■ Aim of the exercise
Among the entries below, please repeat exactly and only the lines from the line containing "Note: point to every instance of the black watch" to the line containing "Note: point to every instance of the black trousers", both lines included.

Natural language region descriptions
####

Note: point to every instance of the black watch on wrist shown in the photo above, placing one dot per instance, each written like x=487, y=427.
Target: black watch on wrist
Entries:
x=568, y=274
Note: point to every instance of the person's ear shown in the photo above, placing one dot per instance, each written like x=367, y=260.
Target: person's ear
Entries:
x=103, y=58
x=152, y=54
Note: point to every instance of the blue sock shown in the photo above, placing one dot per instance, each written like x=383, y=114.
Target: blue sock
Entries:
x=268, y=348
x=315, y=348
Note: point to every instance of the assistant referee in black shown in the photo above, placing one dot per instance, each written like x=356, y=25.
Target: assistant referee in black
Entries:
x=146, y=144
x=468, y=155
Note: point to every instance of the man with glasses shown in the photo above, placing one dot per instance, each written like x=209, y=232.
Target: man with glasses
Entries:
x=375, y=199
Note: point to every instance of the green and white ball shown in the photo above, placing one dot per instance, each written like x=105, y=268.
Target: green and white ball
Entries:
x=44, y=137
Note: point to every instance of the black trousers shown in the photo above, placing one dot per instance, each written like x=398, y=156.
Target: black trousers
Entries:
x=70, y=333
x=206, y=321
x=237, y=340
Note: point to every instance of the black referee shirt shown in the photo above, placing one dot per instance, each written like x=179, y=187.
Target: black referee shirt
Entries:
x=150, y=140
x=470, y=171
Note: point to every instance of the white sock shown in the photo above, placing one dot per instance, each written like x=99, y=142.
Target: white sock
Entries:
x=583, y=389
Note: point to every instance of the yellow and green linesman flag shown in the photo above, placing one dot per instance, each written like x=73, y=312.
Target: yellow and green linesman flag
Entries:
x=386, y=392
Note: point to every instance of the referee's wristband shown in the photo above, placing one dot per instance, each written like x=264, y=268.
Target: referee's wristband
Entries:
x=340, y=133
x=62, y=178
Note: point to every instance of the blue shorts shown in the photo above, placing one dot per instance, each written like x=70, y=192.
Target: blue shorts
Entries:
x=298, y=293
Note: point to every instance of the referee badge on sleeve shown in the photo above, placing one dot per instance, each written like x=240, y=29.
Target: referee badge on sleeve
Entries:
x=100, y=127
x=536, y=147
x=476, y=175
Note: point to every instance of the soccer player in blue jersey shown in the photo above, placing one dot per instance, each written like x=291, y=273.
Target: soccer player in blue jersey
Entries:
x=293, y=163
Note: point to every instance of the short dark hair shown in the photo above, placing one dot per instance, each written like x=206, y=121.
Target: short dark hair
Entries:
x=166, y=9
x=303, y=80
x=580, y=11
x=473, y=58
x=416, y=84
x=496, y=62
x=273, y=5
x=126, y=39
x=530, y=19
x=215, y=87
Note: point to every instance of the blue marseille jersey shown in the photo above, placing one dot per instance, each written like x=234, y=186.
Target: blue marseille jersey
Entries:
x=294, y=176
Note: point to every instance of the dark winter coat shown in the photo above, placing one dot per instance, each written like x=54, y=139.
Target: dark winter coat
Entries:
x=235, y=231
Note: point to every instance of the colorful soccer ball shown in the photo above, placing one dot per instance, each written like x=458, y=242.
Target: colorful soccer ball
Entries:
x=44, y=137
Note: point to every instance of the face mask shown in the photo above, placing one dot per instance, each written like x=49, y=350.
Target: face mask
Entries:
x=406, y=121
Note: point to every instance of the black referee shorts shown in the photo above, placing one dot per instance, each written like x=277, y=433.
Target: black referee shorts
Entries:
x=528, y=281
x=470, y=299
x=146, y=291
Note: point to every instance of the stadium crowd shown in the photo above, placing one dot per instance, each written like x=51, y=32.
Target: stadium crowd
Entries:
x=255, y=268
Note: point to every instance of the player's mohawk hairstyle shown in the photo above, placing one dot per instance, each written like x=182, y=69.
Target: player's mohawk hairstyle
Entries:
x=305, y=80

####

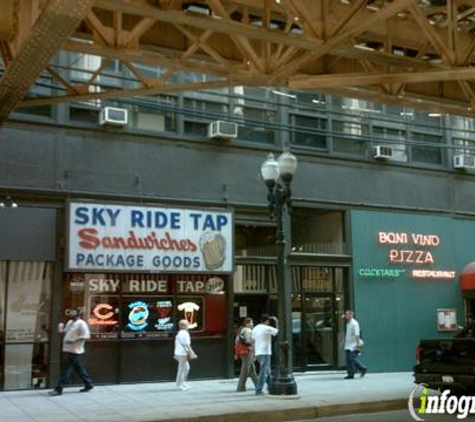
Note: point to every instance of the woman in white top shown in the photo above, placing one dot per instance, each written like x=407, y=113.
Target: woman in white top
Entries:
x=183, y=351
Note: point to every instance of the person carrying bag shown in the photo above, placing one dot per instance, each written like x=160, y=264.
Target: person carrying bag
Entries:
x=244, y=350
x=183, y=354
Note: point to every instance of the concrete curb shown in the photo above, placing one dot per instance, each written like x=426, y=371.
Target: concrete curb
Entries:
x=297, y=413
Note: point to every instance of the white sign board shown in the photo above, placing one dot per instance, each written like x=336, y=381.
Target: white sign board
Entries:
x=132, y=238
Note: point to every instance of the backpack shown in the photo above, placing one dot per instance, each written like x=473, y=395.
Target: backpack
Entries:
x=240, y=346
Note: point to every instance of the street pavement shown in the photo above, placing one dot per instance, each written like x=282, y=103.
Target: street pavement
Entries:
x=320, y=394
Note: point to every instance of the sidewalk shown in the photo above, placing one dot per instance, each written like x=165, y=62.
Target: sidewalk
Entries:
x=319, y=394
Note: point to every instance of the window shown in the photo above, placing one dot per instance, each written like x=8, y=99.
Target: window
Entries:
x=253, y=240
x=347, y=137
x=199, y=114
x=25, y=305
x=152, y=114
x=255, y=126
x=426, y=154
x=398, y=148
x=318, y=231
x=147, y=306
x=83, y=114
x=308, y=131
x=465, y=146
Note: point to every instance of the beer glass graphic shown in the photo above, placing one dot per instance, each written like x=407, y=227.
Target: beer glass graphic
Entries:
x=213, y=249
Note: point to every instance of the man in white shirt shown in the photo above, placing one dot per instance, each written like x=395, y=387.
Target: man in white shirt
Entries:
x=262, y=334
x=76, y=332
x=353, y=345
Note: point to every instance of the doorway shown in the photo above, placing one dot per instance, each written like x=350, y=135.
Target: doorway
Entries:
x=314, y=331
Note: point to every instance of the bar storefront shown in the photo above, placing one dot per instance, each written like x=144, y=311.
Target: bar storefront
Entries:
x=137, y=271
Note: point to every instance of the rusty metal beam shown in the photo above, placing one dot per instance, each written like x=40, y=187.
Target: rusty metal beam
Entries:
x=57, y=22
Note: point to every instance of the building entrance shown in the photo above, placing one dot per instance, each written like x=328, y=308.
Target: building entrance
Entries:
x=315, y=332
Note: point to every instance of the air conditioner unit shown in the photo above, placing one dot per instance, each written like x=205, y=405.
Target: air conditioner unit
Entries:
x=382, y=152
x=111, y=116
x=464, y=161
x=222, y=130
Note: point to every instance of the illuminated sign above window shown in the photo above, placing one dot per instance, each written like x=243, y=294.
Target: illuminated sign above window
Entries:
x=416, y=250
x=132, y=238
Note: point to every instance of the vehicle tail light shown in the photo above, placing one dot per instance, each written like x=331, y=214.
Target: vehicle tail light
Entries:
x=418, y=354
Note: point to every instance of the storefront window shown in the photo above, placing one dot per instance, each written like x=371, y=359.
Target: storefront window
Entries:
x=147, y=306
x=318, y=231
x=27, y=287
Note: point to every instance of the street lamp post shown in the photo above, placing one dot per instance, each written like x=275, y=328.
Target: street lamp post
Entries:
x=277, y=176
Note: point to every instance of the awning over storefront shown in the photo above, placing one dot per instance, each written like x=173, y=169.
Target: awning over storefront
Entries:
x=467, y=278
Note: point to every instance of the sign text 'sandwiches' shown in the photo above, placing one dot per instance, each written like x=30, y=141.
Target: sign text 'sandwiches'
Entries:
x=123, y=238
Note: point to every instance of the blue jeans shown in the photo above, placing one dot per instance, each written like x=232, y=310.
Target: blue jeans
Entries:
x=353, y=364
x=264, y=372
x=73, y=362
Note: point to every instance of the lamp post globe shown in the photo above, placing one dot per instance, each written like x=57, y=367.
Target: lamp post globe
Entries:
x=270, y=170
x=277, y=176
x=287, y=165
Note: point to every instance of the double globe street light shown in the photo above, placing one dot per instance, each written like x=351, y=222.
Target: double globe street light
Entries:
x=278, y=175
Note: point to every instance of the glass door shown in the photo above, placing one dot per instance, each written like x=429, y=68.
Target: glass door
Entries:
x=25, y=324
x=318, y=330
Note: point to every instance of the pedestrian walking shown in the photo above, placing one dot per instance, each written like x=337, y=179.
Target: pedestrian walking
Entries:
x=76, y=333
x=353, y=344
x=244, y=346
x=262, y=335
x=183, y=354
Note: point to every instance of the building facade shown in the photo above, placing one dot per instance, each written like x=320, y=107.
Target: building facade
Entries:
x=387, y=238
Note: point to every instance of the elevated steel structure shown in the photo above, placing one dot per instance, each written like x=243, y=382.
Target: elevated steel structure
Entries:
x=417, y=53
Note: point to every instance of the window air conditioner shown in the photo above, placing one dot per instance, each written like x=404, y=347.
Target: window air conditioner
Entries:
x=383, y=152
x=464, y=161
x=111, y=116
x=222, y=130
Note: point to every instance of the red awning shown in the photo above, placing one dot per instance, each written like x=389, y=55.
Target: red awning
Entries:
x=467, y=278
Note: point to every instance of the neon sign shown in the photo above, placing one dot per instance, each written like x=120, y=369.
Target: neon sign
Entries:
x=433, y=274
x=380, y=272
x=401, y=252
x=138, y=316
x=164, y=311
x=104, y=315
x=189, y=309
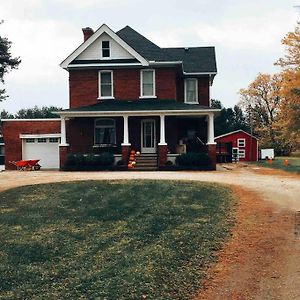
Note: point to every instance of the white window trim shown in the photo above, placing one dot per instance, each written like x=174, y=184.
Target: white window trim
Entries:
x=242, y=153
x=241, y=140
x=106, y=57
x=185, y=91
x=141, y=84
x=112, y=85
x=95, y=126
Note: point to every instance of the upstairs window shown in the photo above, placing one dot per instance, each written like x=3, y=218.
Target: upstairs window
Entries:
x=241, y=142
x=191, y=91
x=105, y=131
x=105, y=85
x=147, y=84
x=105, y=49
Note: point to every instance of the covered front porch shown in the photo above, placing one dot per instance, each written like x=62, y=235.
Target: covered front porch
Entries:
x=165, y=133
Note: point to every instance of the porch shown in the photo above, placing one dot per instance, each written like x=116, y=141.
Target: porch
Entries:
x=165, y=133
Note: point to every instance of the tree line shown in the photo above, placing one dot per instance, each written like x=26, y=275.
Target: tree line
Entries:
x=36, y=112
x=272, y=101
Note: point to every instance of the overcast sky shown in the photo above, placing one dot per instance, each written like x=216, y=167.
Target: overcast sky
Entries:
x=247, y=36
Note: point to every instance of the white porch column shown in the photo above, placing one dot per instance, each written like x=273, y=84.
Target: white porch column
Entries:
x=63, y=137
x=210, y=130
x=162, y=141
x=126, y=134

####

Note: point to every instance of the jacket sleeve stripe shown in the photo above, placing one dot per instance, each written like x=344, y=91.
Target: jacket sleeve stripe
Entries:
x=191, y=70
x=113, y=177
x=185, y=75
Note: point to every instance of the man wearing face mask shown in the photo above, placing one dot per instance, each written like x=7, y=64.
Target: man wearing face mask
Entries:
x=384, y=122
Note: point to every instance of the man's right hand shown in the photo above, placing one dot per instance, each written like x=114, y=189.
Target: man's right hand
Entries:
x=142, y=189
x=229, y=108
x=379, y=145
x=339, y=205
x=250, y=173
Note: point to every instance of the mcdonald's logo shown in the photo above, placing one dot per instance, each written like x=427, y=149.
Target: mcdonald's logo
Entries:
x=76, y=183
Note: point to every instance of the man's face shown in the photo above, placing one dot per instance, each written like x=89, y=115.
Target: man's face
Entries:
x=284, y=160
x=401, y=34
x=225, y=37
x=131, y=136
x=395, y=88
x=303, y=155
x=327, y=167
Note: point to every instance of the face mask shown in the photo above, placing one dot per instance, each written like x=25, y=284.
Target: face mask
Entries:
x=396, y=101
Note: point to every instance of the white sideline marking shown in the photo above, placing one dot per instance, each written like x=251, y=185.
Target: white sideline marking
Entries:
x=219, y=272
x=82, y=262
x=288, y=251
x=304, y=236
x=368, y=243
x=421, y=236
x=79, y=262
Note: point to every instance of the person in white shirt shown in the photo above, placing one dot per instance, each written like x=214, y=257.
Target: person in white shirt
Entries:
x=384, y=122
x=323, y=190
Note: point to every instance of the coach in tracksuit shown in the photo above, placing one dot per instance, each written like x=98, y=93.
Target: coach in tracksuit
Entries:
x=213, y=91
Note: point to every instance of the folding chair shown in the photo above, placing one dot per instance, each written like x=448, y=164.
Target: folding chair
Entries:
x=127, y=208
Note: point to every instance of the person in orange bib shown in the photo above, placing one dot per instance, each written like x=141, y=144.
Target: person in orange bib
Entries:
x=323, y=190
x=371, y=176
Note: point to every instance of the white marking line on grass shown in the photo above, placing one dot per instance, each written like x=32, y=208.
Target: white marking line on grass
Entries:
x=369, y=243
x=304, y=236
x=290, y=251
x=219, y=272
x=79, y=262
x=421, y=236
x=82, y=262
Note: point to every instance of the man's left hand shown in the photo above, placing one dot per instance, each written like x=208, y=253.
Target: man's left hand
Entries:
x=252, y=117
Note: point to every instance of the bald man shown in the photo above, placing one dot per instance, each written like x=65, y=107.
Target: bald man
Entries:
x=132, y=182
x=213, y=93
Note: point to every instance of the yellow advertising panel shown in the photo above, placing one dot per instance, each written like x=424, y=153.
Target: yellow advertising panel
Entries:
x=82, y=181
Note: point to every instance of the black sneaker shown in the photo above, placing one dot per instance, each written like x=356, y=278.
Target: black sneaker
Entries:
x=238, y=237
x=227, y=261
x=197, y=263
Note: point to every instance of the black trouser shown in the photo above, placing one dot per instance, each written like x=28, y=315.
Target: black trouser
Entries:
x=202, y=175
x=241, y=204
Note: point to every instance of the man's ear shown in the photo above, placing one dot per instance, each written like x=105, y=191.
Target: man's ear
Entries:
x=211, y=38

####

■ Answer for the task
Note: point to every instance of the black watch on wrist shown in the photo above, placing one dot per instance, each written like x=487, y=427.
Target: black watch on wrist
Entries:
x=568, y=274
Note: point to every instance of the person's ear shown in the photo above, placing one dot per instance, each written like x=367, y=260.
Target: person's ear
Entries:
x=103, y=58
x=152, y=54
Note: point to every instance of the blue sock shown in the photo above, placing one dot per instance, each written like x=383, y=114.
Target: blue sock
Entries:
x=268, y=348
x=315, y=348
Note: point to every instance of the assistant referee in black shown in the photo above, placing one dot per instance, each written like x=356, y=25.
Target: assistant referee in black
Entries:
x=146, y=144
x=468, y=155
Note: point to every instance of the man with glasses shown in the photo above, placing one dot per instance, each written like x=209, y=232.
Target: man with glasses
Entries:
x=375, y=199
Note: point to every instance of the green and white ball shown in the photo above, placing one dot per instance, each written like x=105, y=268.
Target: green and white ball
Entries:
x=44, y=137
Note: point to every instance of the black trousers shown in the photo above, placing one dot per instance, each written like x=398, y=156.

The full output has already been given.